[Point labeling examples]

▼

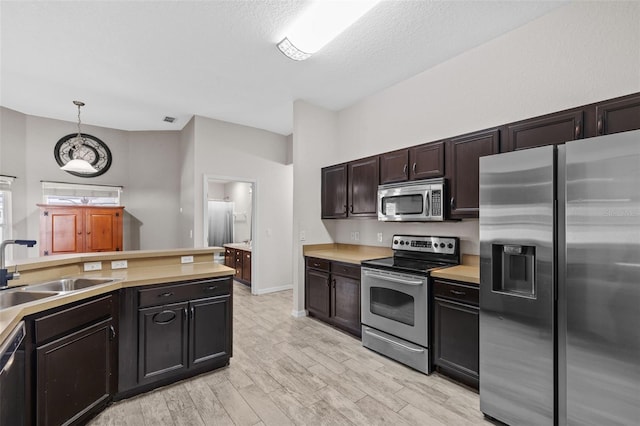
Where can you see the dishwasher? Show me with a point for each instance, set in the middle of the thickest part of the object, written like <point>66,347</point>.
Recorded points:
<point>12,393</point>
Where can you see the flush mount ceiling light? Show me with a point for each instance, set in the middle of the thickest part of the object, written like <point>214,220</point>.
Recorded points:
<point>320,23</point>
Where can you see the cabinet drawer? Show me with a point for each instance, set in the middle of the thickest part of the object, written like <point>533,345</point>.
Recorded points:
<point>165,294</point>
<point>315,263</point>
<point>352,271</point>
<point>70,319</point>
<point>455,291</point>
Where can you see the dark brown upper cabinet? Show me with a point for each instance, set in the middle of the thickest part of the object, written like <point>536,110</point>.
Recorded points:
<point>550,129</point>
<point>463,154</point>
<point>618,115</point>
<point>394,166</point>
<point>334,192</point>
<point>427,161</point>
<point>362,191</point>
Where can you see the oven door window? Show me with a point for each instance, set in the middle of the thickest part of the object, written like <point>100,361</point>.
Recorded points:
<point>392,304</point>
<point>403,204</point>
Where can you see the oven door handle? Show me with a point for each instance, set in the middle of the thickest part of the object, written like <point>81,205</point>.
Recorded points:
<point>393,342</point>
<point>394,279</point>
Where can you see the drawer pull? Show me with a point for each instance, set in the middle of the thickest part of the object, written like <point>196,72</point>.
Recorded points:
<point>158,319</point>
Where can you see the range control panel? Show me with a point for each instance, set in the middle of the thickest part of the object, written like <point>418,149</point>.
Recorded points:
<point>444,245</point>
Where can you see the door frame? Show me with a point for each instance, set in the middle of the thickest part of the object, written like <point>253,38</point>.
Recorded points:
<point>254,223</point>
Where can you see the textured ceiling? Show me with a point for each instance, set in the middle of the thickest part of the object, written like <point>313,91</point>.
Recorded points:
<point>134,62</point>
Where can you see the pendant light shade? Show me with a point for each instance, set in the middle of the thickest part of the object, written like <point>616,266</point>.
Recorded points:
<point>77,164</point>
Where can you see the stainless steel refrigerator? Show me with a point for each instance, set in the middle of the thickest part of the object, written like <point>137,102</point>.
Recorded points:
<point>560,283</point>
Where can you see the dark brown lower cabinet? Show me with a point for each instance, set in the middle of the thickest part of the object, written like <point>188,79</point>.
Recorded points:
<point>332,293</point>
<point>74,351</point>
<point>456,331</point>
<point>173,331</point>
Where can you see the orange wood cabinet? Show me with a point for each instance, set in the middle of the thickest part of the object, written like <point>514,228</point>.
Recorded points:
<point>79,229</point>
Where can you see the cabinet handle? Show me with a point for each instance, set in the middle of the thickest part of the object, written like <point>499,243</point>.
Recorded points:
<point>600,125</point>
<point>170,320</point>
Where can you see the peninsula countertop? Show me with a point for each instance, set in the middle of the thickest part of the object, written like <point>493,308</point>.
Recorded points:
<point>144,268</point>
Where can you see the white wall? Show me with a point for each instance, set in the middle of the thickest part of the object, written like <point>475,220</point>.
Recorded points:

▲
▼

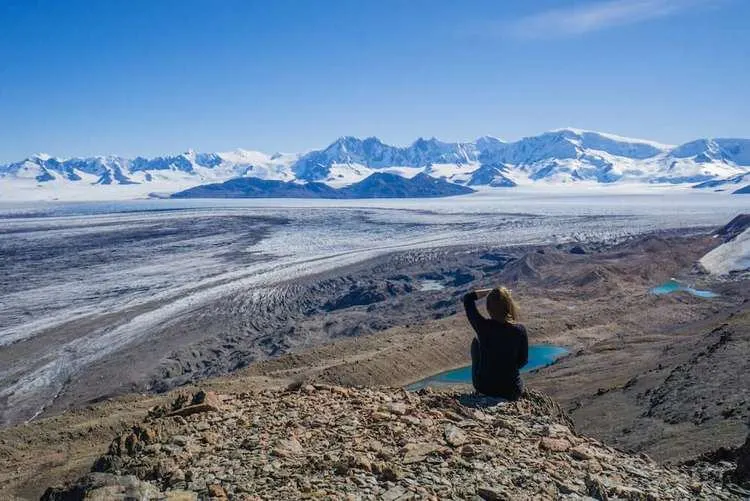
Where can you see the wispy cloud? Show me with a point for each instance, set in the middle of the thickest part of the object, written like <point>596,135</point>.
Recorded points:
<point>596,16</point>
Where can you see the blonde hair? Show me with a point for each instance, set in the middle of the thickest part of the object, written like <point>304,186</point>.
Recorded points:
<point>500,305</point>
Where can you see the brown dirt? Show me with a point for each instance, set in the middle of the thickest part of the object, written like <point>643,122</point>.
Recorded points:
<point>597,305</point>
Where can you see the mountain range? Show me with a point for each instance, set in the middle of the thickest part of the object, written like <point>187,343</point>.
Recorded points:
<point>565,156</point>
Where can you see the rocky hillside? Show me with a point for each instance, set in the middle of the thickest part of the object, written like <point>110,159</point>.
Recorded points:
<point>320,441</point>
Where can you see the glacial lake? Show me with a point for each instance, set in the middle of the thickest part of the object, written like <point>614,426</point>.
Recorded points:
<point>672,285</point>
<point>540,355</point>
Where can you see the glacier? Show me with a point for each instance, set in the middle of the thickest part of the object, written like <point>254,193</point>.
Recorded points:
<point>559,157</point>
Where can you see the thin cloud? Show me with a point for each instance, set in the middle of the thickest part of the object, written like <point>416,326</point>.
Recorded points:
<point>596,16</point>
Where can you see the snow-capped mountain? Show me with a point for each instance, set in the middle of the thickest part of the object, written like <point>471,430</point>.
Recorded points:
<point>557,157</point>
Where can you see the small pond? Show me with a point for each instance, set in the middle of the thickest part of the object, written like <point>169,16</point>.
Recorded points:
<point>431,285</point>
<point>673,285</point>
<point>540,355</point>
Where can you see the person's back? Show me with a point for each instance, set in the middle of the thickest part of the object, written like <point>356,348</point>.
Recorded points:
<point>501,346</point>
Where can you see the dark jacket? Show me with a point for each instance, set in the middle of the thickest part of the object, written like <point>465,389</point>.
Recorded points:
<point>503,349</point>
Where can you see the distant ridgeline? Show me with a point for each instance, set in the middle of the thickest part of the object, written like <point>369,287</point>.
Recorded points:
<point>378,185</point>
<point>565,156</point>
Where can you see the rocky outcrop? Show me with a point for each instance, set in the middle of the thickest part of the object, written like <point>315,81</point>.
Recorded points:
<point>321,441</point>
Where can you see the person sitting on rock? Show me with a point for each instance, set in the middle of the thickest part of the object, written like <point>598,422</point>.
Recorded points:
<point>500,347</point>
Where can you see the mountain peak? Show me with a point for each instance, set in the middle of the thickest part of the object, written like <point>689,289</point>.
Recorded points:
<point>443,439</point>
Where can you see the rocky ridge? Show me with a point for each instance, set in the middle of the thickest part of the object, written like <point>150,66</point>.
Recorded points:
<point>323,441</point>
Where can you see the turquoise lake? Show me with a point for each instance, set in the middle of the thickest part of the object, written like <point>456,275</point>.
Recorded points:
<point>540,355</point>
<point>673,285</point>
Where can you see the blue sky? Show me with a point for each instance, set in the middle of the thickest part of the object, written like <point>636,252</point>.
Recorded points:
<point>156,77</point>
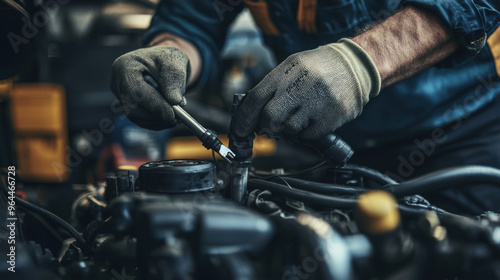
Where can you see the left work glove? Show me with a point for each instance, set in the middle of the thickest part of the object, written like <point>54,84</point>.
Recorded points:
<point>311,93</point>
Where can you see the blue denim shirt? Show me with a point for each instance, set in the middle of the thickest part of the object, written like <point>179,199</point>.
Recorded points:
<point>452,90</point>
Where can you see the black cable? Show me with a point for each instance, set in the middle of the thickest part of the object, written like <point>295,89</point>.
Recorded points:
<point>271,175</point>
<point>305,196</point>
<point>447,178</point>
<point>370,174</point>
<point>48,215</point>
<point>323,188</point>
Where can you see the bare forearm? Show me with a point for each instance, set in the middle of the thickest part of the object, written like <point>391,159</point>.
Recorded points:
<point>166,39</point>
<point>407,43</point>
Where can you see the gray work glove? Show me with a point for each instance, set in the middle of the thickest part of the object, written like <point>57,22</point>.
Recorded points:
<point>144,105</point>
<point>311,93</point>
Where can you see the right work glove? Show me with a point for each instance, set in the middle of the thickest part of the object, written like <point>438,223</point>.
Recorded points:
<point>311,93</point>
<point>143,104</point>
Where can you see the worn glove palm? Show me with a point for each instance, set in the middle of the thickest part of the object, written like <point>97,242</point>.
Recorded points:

▲

> _Exercise brief_: Copy out the lines of the records verbatim, starting at the line that contains "Where can you see the dishwasher?" and ending at the line that contains "<point>12,393</point>", with both of those lines included.

> _Full solution_:
Where can you see the dishwasher? Show me with a point for each instance, set in the middle of the thickest part of the object, written like <point>66,347</point>.
Recorded points:
<point>12,393</point>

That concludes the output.